QUÉ HACER —
Renombra "potencias occidentales" como "naciones occidentales" al copiar el tramo del fragmento sobre Afganistán que va desde "Para Ghulam, los" hasta "la independencia nacional.".

Para Ghulam, los opositores a los talibanes son lo mismo que los talibanes, “con la diferencia de que las potencias occidentales los apoyan”, dice. Ghulam no está ni con unos ni con otros, pero teme que una intervención extranjera empeore aún más las cosas en su país.
“Si se limitan a bombardear generarán un odio que servirá a los talibanes, que ahora no son queridos, para consolidarse”, advierte. En un país sin medios de comunicación, donde la inmensa mayoría de la población no dispone de radio ni televisión y donde “sólo se ha quedado gente pobre y analfabeta”, la amenaza militar estadounidense puede fácilmente percibirse como un ataque de los infieles a la independencia nacional.
“El objetivo tal vez sean los talibanes, pero está claro que afectará a muchas personas que no lo son”, advierte Najibullah, un maestro de 42 años que abandonó la capital afgana y ahora vende verduras y vive en una pieza de barro.
Ya antes de la crisis desencadenada como consecuencia de los atentados, un informe de Naciones Unidas estimaba que entre 5,5 y 6 millones de afganos son víctimas de la sequía y de la hambruna que asola a varias regiones de Afganistán. El informe también advertía que el país se encaminaba hacia un “desastre humanitario de enormes proporciones”.

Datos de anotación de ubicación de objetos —
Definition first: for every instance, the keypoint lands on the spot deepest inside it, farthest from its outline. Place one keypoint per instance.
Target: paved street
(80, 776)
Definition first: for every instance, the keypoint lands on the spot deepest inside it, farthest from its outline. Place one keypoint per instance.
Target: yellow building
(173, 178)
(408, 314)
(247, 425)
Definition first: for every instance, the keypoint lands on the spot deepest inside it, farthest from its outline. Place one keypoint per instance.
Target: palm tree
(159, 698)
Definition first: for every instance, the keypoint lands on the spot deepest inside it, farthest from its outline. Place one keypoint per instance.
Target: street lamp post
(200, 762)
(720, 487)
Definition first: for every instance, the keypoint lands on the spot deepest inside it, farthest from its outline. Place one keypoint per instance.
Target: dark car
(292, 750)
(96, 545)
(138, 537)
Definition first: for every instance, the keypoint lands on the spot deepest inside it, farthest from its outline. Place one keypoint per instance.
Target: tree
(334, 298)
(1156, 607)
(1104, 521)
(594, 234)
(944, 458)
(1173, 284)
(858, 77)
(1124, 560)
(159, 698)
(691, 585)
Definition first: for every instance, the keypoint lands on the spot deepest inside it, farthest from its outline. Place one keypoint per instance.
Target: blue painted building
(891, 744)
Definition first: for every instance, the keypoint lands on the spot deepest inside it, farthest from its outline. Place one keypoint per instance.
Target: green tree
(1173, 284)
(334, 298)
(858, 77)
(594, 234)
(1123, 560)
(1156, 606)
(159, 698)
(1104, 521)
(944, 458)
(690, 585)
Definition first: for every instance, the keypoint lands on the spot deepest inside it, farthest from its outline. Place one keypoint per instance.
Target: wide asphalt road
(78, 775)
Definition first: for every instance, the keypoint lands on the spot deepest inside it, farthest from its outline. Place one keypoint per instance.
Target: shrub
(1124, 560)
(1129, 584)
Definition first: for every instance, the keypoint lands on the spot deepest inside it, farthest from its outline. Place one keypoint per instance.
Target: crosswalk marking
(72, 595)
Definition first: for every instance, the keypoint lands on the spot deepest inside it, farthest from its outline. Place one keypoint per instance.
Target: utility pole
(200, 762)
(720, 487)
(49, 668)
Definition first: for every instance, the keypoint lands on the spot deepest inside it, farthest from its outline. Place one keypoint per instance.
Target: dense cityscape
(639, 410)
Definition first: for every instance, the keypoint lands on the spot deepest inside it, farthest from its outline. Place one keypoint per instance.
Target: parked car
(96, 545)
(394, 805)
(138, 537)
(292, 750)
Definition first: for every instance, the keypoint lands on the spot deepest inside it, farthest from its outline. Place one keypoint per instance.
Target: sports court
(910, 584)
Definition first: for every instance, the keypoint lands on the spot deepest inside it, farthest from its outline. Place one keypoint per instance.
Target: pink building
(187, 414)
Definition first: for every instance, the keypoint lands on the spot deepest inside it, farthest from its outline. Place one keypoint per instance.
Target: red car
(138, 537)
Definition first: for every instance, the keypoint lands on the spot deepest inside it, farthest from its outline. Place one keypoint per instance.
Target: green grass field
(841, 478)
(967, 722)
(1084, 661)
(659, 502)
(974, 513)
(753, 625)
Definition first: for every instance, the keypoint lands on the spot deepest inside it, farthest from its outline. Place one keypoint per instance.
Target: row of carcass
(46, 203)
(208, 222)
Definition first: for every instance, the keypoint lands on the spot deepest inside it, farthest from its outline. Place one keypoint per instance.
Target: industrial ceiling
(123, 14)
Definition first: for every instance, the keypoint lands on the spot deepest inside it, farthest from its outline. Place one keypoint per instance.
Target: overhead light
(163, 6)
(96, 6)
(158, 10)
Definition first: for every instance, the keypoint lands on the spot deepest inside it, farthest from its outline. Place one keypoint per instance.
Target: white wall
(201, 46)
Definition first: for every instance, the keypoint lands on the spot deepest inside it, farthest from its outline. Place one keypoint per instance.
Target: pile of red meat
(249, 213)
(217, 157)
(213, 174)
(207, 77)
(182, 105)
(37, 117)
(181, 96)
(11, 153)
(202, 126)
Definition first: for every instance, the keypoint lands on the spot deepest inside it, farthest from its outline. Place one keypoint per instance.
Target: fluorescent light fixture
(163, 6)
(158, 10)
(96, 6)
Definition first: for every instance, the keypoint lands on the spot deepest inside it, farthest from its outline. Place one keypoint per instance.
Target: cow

RESPUESTA —
Para Ghulam, los opositores a los talibanes son lo mismo que los talibanes, “con la diferencia de que las naciones occidentales los apoyan”, dice. Ghulam no está ni con unos ni con otros, pero teme que una intervención extranjera empeore aún más las cosas en su país.
“Si se limitan a bombardear generarán un odio que servirá a los talibanes, que ahora no son queridos, para consolidarse”, advierte. En un país sin medios de comunicación, donde la inmensa mayoría de la población no dispone de radio ni televisión y donde “sólo se ha quedado gente pobre y analfabeta”, la amenaza militar estadounidense puede fácilmente percibirse como un ataque de los infieles a la independencia nacional.